Task brief - Exactly as written, copy the lines that run from the start of the data below to the line containing "Phrase: window", both ends included.

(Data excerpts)
....

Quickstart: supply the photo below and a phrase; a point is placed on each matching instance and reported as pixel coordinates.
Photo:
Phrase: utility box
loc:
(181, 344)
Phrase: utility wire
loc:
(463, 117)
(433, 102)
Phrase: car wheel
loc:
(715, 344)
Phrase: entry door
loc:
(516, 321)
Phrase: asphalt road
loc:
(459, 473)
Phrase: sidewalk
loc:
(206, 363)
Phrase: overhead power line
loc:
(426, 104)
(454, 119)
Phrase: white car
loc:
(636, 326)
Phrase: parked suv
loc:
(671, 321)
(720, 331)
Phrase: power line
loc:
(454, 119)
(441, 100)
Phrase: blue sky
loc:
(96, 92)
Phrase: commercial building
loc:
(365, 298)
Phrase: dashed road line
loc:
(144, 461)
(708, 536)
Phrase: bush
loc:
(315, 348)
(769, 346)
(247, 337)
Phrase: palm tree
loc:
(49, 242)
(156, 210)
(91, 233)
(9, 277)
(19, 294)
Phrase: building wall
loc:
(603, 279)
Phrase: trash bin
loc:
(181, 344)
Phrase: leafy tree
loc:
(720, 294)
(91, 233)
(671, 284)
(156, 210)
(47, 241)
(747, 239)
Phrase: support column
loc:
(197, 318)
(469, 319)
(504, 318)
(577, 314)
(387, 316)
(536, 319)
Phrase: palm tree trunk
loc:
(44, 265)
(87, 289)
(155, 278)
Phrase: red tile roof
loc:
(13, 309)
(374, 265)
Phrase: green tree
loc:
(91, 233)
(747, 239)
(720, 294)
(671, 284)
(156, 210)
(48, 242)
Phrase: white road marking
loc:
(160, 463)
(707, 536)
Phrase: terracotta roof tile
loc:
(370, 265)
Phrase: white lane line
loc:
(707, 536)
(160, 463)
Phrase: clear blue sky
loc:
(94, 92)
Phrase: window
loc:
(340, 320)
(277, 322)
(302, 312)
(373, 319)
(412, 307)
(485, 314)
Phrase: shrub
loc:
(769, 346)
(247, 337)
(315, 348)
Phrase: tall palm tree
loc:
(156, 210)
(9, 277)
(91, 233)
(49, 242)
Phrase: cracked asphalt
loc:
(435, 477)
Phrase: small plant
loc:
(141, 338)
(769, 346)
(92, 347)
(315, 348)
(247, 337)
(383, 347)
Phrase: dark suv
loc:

....

Task output -
Quickstart: supply the photo below and a phrase; a point is placed on each matching instance and reported as pixel coordinates.
Photo:
Phrase: utility box
loc:
(181, 344)
Phrase: utility wire
loc:
(463, 117)
(433, 102)
Phrase: car wheel
loc:
(715, 344)
Phrase: entry door
loc:
(516, 321)
Phrase: asphalt road
loc:
(459, 473)
Phrase: sidewalk
loc:
(206, 363)
Phrase: overhead power line
loc:
(426, 104)
(454, 119)
Phrase: white car
loc:
(636, 326)
Phrase: parked suv
loc:
(671, 321)
(720, 331)
Phrase: power line
loc:
(454, 119)
(441, 100)
Phrase: blue sky
loc:
(96, 92)
Phrase: commercial building
loc:
(365, 298)
Phrase: dashed road line
loc:
(144, 461)
(708, 536)
Phrase: bush
loc:
(315, 348)
(769, 346)
(247, 337)
Phrase: palm tree
loc:
(49, 242)
(156, 210)
(91, 233)
(9, 277)
(19, 294)
Phrase: building wall
loc:
(603, 279)
Phrase: trash bin
loc:
(181, 344)
Phrase: leafy tree
loc:
(720, 294)
(91, 233)
(671, 284)
(156, 210)
(47, 241)
(747, 239)
Phrase: support column
loc:
(197, 318)
(469, 319)
(504, 318)
(577, 314)
(387, 316)
(536, 319)
Phrase: palm tree trunk
loc:
(44, 265)
(87, 289)
(155, 278)
Phrase: red tile roof
loc:
(13, 309)
(374, 265)
Phrase: green tree
loc:
(91, 233)
(747, 239)
(720, 294)
(671, 284)
(156, 210)
(48, 242)
Phrase: white road marking
loc:
(160, 463)
(707, 536)
Phrase: terracotta roof tile
loc:
(370, 265)
Phrase: white lane line
loc:
(707, 536)
(160, 463)
Phrase: clear blue sky
loc:
(94, 92)
Phrase: window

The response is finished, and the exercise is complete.